## Stored items
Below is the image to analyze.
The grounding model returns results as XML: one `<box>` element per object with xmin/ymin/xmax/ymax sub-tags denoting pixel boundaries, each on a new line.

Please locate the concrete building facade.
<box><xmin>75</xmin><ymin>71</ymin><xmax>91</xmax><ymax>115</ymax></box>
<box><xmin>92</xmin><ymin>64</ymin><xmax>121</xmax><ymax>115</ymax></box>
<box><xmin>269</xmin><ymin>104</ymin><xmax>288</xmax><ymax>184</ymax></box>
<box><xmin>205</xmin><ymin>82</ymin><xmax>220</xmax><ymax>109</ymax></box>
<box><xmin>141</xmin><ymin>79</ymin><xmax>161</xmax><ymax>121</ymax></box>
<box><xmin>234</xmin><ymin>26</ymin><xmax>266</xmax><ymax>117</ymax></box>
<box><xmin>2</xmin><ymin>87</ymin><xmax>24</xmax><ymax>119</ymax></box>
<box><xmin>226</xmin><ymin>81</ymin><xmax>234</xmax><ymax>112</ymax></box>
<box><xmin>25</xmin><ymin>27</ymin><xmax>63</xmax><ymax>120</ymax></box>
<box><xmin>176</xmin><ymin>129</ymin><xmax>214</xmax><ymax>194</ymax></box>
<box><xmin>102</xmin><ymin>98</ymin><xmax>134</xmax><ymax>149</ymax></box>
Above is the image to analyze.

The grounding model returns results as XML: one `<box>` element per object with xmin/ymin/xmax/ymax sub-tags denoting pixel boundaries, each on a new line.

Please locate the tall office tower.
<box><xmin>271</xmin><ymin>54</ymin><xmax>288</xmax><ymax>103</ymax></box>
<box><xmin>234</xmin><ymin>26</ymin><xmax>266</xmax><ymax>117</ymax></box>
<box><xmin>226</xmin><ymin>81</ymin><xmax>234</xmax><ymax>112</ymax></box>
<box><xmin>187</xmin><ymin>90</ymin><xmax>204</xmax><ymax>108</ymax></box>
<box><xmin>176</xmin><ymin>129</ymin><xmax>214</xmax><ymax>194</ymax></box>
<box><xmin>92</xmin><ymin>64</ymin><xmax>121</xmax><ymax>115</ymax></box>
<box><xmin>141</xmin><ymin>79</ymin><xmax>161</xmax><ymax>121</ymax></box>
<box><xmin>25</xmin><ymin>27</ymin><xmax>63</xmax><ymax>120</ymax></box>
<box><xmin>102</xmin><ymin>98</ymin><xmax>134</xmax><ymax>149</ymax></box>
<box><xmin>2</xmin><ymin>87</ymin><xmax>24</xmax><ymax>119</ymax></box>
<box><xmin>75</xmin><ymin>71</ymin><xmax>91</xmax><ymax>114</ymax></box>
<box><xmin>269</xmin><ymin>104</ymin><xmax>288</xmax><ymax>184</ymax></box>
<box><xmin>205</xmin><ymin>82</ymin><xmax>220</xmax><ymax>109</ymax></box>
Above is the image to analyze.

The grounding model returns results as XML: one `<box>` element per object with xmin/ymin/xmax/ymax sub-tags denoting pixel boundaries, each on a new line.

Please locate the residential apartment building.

## REQUIREMENT
Could you repeat every record above exactly as it appears?

## RESPONSE FOR THIS EXERCISE
Below is the image to analyze.
The grounding model returns results as XML: one `<box>` element per object with xmin/ymin/xmax/ymax sub-tags denoting pixel boundaries, each on a new line.

Please locate the concrete building facade.
<box><xmin>75</xmin><ymin>71</ymin><xmax>91</xmax><ymax>115</ymax></box>
<box><xmin>92</xmin><ymin>64</ymin><xmax>121</xmax><ymax>115</ymax></box>
<box><xmin>269</xmin><ymin>104</ymin><xmax>288</xmax><ymax>184</ymax></box>
<box><xmin>205</xmin><ymin>82</ymin><xmax>220</xmax><ymax>109</ymax></box>
<box><xmin>141</xmin><ymin>79</ymin><xmax>161</xmax><ymax>121</ymax></box>
<box><xmin>234</xmin><ymin>26</ymin><xmax>266</xmax><ymax>117</ymax></box>
<box><xmin>2</xmin><ymin>87</ymin><xmax>24</xmax><ymax>119</ymax></box>
<box><xmin>226</xmin><ymin>81</ymin><xmax>234</xmax><ymax>112</ymax></box>
<box><xmin>25</xmin><ymin>27</ymin><xmax>63</xmax><ymax>120</ymax></box>
<box><xmin>176</xmin><ymin>129</ymin><xmax>214</xmax><ymax>194</ymax></box>
<box><xmin>102</xmin><ymin>98</ymin><xmax>134</xmax><ymax>149</ymax></box>
Above is the image to analyze.

The grounding model returns results as XML: one `<box>` element per object with xmin/ymin/xmax/ymax sub-tags denoting pixel boundaries, each on a new line.

Please locate the tall office tower.
<box><xmin>271</xmin><ymin>54</ymin><xmax>288</xmax><ymax>103</ymax></box>
<box><xmin>234</xmin><ymin>26</ymin><xmax>266</xmax><ymax>117</ymax></box>
<box><xmin>226</xmin><ymin>81</ymin><xmax>234</xmax><ymax>112</ymax></box>
<box><xmin>187</xmin><ymin>90</ymin><xmax>204</xmax><ymax>108</ymax></box>
<box><xmin>176</xmin><ymin>129</ymin><xmax>214</xmax><ymax>194</ymax></box>
<box><xmin>92</xmin><ymin>64</ymin><xmax>121</xmax><ymax>115</ymax></box>
<box><xmin>141</xmin><ymin>79</ymin><xmax>161</xmax><ymax>121</ymax></box>
<box><xmin>25</xmin><ymin>27</ymin><xmax>63</xmax><ymax>120</ymax></box>
<box><xmin>102</xmin><ymin>98</ymin><xmax>134</xmax><ymax>149</ymax></box>
<box><xmin>2</xmin><ymin>87</ymin><xmax>24</xmax><ymax>119</ymax></box>
<box><xmin>75</xmin><ymin>71</ymin><xmax>91</xmax><ymax>114</ymax></box>
<box><xmin>269</xmin><ymin>104</ymin><xmax>288</xmax><ymax>184</ymax></box>
<box><xmin>205</xmin><ymin>82</ymin><xmax>220</xmax><ymax>109</ymax></box>
Above is the image to analyze.

The grounding model returns results as XML: one `<box>` element per object with xmin/ymin/xmax/ymax sub-tags denoting pixel boundaries, each on a new line.

Please locate the residential apartment building.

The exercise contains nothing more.